▶ What is being asked
Rewrite the stretch from the line that contains "Kindly give the mask of every instance of the forehead." through the end of the records, putting "distinct pieces" wherever "separate parts" appears and leaving everything else unchanged.
____
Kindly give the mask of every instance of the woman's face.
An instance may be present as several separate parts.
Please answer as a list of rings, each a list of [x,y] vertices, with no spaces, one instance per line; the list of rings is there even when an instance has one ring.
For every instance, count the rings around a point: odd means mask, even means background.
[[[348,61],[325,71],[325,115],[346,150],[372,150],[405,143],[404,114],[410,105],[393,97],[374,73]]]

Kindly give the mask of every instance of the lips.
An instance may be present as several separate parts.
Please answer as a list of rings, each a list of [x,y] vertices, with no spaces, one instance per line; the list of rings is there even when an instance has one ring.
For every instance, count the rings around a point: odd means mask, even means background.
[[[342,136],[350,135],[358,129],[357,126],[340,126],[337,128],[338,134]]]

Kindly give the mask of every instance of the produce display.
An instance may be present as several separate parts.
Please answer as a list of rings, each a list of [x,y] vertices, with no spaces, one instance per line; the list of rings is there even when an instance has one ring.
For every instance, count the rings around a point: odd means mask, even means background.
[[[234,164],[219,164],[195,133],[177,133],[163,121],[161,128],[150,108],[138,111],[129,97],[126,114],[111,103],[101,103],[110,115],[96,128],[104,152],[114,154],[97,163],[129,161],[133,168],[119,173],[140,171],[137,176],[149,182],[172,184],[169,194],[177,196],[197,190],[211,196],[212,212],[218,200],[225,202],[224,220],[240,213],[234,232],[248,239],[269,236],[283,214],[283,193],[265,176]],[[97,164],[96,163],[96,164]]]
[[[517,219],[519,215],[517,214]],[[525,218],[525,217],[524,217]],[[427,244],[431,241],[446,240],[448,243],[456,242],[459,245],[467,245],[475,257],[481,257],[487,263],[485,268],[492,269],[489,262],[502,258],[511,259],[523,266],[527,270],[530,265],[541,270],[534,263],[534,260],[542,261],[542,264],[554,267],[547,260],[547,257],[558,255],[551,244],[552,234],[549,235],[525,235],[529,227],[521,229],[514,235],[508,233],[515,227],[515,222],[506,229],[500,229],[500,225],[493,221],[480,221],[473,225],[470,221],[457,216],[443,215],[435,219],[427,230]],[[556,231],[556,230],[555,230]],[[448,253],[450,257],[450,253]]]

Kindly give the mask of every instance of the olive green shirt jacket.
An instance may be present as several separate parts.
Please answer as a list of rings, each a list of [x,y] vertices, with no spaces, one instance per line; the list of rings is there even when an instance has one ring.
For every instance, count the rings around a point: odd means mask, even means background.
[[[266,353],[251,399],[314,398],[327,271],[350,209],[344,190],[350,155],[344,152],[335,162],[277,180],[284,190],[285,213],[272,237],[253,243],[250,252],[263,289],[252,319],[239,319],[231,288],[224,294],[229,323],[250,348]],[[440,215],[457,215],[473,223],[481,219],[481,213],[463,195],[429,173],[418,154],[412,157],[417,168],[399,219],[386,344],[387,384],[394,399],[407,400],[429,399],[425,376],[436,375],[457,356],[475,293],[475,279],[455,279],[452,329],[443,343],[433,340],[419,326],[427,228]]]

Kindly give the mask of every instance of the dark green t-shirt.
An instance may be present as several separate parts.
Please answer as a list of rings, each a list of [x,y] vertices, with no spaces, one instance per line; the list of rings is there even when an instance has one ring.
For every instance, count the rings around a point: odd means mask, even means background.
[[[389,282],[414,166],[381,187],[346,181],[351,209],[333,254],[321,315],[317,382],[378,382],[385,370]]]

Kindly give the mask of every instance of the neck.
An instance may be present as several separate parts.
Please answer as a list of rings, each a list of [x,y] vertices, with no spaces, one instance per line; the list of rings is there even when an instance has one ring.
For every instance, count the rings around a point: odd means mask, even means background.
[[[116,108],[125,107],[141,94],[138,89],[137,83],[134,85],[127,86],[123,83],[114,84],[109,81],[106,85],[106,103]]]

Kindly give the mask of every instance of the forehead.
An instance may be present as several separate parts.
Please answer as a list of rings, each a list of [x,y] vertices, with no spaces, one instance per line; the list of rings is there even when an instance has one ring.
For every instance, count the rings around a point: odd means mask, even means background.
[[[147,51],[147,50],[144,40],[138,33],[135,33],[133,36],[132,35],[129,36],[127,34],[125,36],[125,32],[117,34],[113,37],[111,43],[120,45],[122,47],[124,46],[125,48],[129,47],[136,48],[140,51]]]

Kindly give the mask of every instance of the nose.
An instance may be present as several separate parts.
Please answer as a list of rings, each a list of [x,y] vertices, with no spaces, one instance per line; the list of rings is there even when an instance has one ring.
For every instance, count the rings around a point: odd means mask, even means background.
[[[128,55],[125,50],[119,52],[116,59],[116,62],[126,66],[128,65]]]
____
▶ Written solution
Kindly give the mask of every instance of the forehead.
An instance may be present as several distinct pieces.
Please answer as a list of rings, each a list of [x,y] vertices, with no spaces, one instance per line; the list of rings is there even when an instance has one ring.
For every instance, count the rings around a point: odd means mask, even means background.
[[[147,51],[147,50],[144,40],[138,33],[135,33],[133,36],[132,35],[129,36],[127,34],[125,36],[125,32],[117,34],[113,37],[111,43],[120,45],[122,47],[124,46],[125,48],[129,47],[136,48],[140,51]]]

Kindly give the mask of every instance of the nose.
An instance may be present as several distinct pieces.
Please answer as a list of rings, each a list of [x,y] vertices, with no spaces, one instance per line; the list of rings is there even when an instance has one ring.
For every instance, count the rings around a point: odd means mask, even means background.
[[[128,55],[125,50],[119,52],[116,59],[116,62],[126,66],[128,65]]]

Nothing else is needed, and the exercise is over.